A day with AC Transit
on July 8, 2009
Ever since I moved to Berkeley from Japan a year ago, my friend, Josh Allen keeps asking. “How can you survive without a car?” Allen, an associate movie producer, who drives his three-year old Mercedes convertible everywhere he goes, will never understand.
But those who ride the buses and need the buses do.
AC Transit serves more than 230,000 of us a day. When Privately owned Key System started its streetcar and bus services in East Bay in 1903, the bus fare between San Francisco and Oakland was only 10 cent. AC Transit took over in 1960, and has been increasing fares ever since.
On July 1, that fare jumped to $2,00 and I decided to find out why others ride public transit and what a 25 cent hike means to them. So for 11 hours on July 1, I rode Line 1, which runs from the Downtown Berkeley BART to the Bay Fair BART Station down Telegraph Avenue and International Boulevard. I chose it because Line 1 has the biggest ridership of 30,000 to 40,000 combined with Rapid Line 11R among other lines.

• [Extracted records]:
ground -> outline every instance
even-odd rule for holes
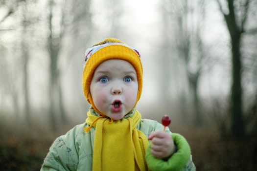
[[[212,129],[174,129],[188,140],[197,171],[257,171],[256,137],[222,139]],[[0,170],[39,171],[53,140],[5,136],[0,143]]]

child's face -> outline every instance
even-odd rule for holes
[[[130,63],[121,60],[109,60],[99,65],[90,85],[97,109],[115,120],[133,109],[138,89],[136,70]]]

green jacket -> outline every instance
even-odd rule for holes
[[[41,171],[92,171],[95,129],[92,127],[86,132],[83,128],[88,126],[85,123],[77,125],[58,137],[50,148]],[[157,121],[143,119],[137,128],[148,137],[151,132],[163,129],[163,126]],[[182,171],[195,170],[190,156]]]

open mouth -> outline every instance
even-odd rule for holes
[[[119,100],[116,100],[113,103],[113,105],[114,106],[114,107],[118,107],[121,105],[122,103]]]

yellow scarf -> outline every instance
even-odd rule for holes
[[[148,141],[136,128],[141,119],[140,113],[134,109],[131,117],[112,122],[90,110],[86,123],[96,128],[93,170],[148,171],[144,157]]]

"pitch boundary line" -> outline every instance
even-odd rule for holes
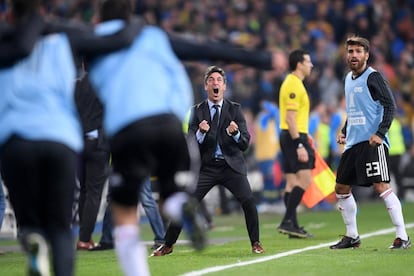
[[[407,229],[408,228],[413,228],[414,223],[406,224],[405,227]],[[378,231],[375,231],[375,232],[363,234],[363,235],[360,235],[360,237],[361,237],[361,239],[370,238],[370,237],[374,237],[374,236],[389,234],[389,233],[392,233],[394,231],[395,231],[394,227],[393,228],[387,228],[387,229],[382,229],[382,230],[378,230]],[[299,253],[310,251],[310,250],[315,250],[315,249],[319,249],[319,248],[323,248],[323,247],[328,247],[329,245],[331,245],[334,242],[336,242],[336,240],[333,241],[333,242],[322,243],[322,244],[318,244],[318,245],[313,245],[313,246],[294,249],[294,250],[290,250],[290,251],[286,251],[286,252],[281,252],[281,253],[277,253],[275,255],[261,257],[261,258],[250,260],[250,261],[238,262],[238,263],[228,264],[228,265],[212,266],[212,267],[204,268],[204,269],[201,269],[201,270],[195,270],[195,271],[187,272],[187,273],[183,274],[183,276],[199,276],[199,275],[205,275],[205,274],[209,274],[209,273],[213,273],[213,272],[223,271],[223,270],[226,270],[226,269],[231,269],[231,268],[234,268],[234,267],[242,267],[242,266],[247,266],[247,265],[252,265],[252,264],[257,264],[257,263],[263,263],[263,262],[280,259],[280,258],[283,258],[283,257],[299,254]]]

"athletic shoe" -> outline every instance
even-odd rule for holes
[[[358,248],[361,245],[361,240],[358,237],[355,239],[347,236],[343,236],[342,239],[334,244],[329,246],[330,249],[345,249],[345,248]]]
[[[189,236],[192,246],[202,250],[207,243],[207,230],[204,217],[198,212],[198,201],[190,198],[183,204],[183,229]]]
[[[97,245],[95,245],[92,248],[89,248],[89,251],[103,251],[103,250],[111,250],[114,249],[113,243],[107,243],[107,242],[100,242]]]
[[[306,231],[305,228],[303,228],[303,226],[299,227],[299,231],[305,234],[306,238],[313,238],[313,234]],[[303,239],[303,238],[289,234],[289,239]]]
[[[49,276],[49,255],[45,239],[37,234],[30,233],[25,237],[26,249],[29,257],[30,276]]]
[[[159,257],[159,256],[165,256],[172,253],[172,246],[168,247],[165,244],[160,245],[157,249],[155,249],[150,257]]]
[[[264,253],[264,249],[262,247],[262,244],[260,242],[254,242],[252,245],[252,252],[255,254],[262,254]]]
[[[164,243],[154,242],[154,244],[151,246],[151,250],[156,250],[158,247],[160,247],[163,244]]]
[[[95,247],[95,243],[93,240],[90,240],[88,242],[78,241],[76,243],[76,250],[91,250]]]
[[[401,238],[396,238],[389,249],[407,249],[411,247],[410,237],[408,239],[402,240]]]
[[[297,238],[309,238],[308,232],[306,232],[303,228],[295,227],[291,220],[283,221],[277,227],[277,230],[282,234],[288,234]]]

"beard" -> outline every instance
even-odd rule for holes
[[[348,61],[348,65],[351,71],[361,73],[365,68],[365,61],[359,60],[357,63]]]

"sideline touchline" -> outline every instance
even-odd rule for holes
[[[405,227],[406,228],[413,228],[414,223],[406,224]],[[361,239],[369,238],[369,237],[374,237],[374,236],[380,236],[380,235],[393,233],[394,231],[395,231],[395,228],[392,227],[392,228],[388,228],[388,229],[382,229],[382,230],[378,230],[378,231],[375,231],[375,232],[363,234],[363,235],[360,235],[360,237],[361,237]],[[335,241],[333,241],[333,242],[335,242]],[[251,261],[239,262],[239,263],[228,264],[228,265],[213,266],[213,267],[209,267],[209,268],[205,268],[205,269],[201,269],[201,270],[197,270],[197,271],[190,271],[190,272],[187,272],[187,273],[183,274],[183,276],[199,276],[199,275],[205,275],[205,274],[208,274],[208,273],[223,271],[223,270],[230,269],[230,268],[233,268],[233,267],[263,263],[263,262],[267,262],[267,261],[271,261],[271,260],[275,260],[275,259],[280,259],[280,258],[283,258],[283,257],[286,257],[286,256],[302,253],[302,252],[305,252],[305,251],[310,251],[310,250],[314,250],[314,249],[328,247],[333,242],[327,242],[327,243],[322,243],[322,244],[318,244],[318,245],[308,246],[308,247],[305,247],[305,248],[294,249],[294,250],[278,253],[278,254],[275,254],[275,255],[272,255],[272,256],[257,258],[255,260],[251,260]]]

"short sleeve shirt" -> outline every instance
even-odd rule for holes
[[[280,129],[288,130],[286,113],[296,111],[296,125],[300,133],[309,132],[310,102],[301,79],[293,74],[286,76],[279,93]]]

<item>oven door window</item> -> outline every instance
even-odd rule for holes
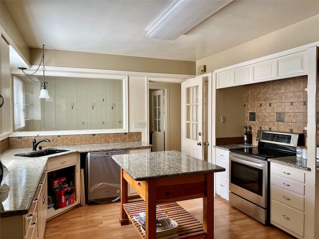
[[[263,196],[263,170],[231,161],[230,182]]]

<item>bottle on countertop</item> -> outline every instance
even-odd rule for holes
[[[244,132],[244,142],[245,144],[248,144],[248,131],[247,131],[247,126],[245,125],[245,132]]]
[[[251,131],[251,126],[248,127],[248,132],[247,133],[247,142],[250,145],[253,144],[253,132]]]

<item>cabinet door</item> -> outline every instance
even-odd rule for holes
[[[78,129],[88,128],[87,93],[86,79],[77,78],[76,98]]]
[[[55,79],[55,124],[57,130],[66,128],[66,86],[65,79]]]
[[[66,82],[66,129],[77,129],[77,112],[78,104],[76,100],[77,91],[74,90],[76,86],[76,79],[67,78]]]
[[[118,107],[116,98],[116,81],[108,79],[107,88],[107,116],[108,128],[117,127],[117,109]]]
[[[275,60],[272,60],[254,65],[254,82],[260,82],[275,79],[277,76],[276,63]]]
[[[106,80],[98,79],[98,127],[107,128],[107,103]]]
[[[294,76],[301,73],[307,74],[305,69],[307,64],[307,52],[293,54],[278,59],[278,76]]]
[[[220,175],[216,175],[216,192],[222,198],[229,200],[229,181]]]
[[[244,85],[253,80],[252,66],[240,67],[235,69],[234,72],[235,85]]]
[[[88,129],[98,128],[97,81],[87,80]]]

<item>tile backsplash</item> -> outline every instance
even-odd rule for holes
[[[307,84],[304,76],[245,86],[244,124],[252,126],[253,144],[258,129],[307,134]]]
[[[9,148],[32,148],[32,139],[34,136],[10,137],[3,139],[0,141],[0,152]],[[142,132],[39,136],[37,138],[38,140],[43,138],[49,139],[51,142],[43,143],[43,146],[140,141],[142,141]]]

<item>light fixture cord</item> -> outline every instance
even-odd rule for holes
[[[40,69],[40,67],[41,66],[41,64],[43,65],[43,67],[42,68],[42,70],[43,71],[43,75],[44,74],[44,71],[45,70],[45,68],[44,68],[44,45],[42,45],[42,58],[41,58],[41,61],[40,62],[40,64],[39,64],[39,66],[35,71],[32,74],[28,74],[26,72],[24,72],[24,70],[23,69],[21,69],[22,72],[24,73],[25,75],[28,76],[33,76]],[[44,78],[44,77],[43,77]]]

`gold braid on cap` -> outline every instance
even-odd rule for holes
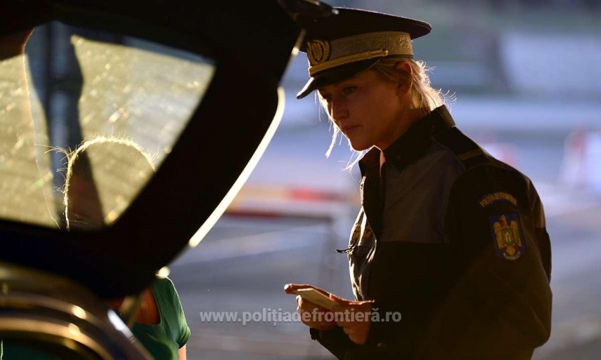
[[[332,41],[307,41],[309,75],[351,62],[388,55],[413,56],[411,36],[402,32],[368,32]]]
[[[328,69],[332,69],[332,67],[336,67],[337,66],[344,65],[351,62],[355,62],[356,61],[373,59],[374,58],[384,58],[385,56],[388,56],[388,51],[386,49],[375,50],[374,51],[366,51],[365,53],[361,53],[358,54],[353,54],[349,55],[348,56],[343,56],[342,58],[338,58],[337,59],[334,59],[333,60],[326,61],[325,62],[321,62],[320,64],[317,64],[316,65],[313,65],[312,67],[309,68],[309,76],[313,76],[314,74],[316,74],[319,72],[327,70]]]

• [What is being asked]:
Copy the passage of the AC Transit article between "A day with AC" and "fares ever since.", inclusive, word for word. The material isn't needed for this.

• [Result]:
A day with AC Transit
on July 8, 2009
Ever since I moved to Berkeley from Japan a year ago, my friend, Josh Allen keeps asking. “How can you survive without a car?” Allen, an associate movie producer, who drives his three-year old Mercedes convertible everywhere he goes, will never understand.
But those who ride the buses and need the buses do.
AC Transit serves more than 230,000 of us a day. When Privately owned Key System started its streetcar and bus services in East Bay in 1903, the bus fare between San Francisco and Oakland was only 10 cent. AC Transit took over in 1960, and has been increasing fares ever since.